◆ Directions for this task:
All entries should be printed precisely as written.

────────

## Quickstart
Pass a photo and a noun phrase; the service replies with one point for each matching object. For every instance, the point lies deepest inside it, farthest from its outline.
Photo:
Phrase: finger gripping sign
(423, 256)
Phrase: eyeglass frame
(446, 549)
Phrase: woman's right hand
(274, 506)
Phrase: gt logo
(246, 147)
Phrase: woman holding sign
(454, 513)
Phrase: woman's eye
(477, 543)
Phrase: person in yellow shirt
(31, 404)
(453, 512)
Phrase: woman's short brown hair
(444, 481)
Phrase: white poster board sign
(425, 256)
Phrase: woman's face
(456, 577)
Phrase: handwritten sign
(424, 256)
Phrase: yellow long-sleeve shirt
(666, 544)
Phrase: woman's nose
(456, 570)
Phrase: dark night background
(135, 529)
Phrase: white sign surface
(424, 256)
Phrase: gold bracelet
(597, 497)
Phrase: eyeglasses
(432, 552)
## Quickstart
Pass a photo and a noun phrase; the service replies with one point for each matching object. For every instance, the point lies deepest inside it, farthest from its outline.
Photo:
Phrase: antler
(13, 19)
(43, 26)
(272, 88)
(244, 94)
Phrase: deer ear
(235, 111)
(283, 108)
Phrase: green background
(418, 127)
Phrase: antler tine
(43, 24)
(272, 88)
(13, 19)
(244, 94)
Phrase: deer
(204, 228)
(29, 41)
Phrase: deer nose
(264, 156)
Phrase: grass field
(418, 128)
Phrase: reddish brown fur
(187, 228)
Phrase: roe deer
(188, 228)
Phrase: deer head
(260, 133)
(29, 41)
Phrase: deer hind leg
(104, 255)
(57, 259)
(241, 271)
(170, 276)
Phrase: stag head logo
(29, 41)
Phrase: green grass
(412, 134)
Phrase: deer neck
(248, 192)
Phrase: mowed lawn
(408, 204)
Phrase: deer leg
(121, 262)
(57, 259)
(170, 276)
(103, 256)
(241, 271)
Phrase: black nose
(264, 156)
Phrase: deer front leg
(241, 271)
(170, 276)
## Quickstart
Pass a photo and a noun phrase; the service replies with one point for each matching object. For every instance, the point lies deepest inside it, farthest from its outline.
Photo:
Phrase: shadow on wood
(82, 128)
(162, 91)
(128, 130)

────────

◆ Solution to this task:
## Quickstart
Pass a photo and a noun phrase; the service replies with one point for each matching object. For every instance, the point lies deepest inside it, farthest from its outline.
Photo:
Phrase: finger gripping sign
(423, 256)
Phrase: eyeglass frame
(446, 549)
Phrase: woman's right hand
(274, 506)
Phrase: gt logo
(246, 147)
Phrase: woman holding sign
(454, 513)
Phrase: woman's eye
(477, 543)
Phrase: person in yellow shirt
(31, 404)
(453, 512)
Phrase: woman's short brown hair
(444, 481)
Phrase: white poster board sign
(425, 256)
Phrase: woman's face
(456, 577)
Phrase: handwritten sign
(424, 256)
Phrase: yellow long-sleeve shirt
(666, 544)
Phrase: woman's nose
(456, 570)
Phrase: dark night background
(135, 529)
Phrase: white sign surface
(424, 256)
Phrase: gold bracelet
(597, 497)
Phrase: eyeglasses
(432, 552)
## Quickstart
Pass a photo and a noun phrase; the service replies with one point for each matching object. For every instance, the point lies deepest inside it, farthest from its outline.
Photo:
Phrase: antler
(13, 19)
(43, 26)
(272, 88)
(244, 94)
Phrase: deer ear
(235, 111)
(283, 108)
Phrase: green background
(418, 127)
Phrase: antler tine
(43, 24)
(272, 88)
(13, 19)
(244, 94)
Phrase: deer
(204, 228)
(29, 41)
Phrase: deer nose
(264, 156)
Phrase: grass field
(418, 128)
Phrase: reddish brown fur
(187, 228)
Phrase: roe deer
(188, 228)
Phrase: deer head
(260, 133)
(29, 41)
Phrase: deer hind leg
(104, 255)
(57, 259)
(241, 271)
(170, 276)
Phrase: stag head logo
(29, 41)
Phrase: green grass
(412, 134)
Phrase: deer neck
(248, 192)
Phrase: mowed lawn
(408, 204)
Phrase: deer leg
(121, 262)
(57, 259)
(170, 276)
(103, 256)
(241, 271)
Phrase: black nose
(264, 156)
Phrase: deer front leg
(241, 271)
(170, 276)
## Quickstart
Pass a photo and a noun phrase; the service replies with one point for each matching object. For every instance, the point lies deepest inside it, farthest from its outline.
Photo:
Phrase: shadow on wood
(82, 128)
(162, 91)
(128, 130)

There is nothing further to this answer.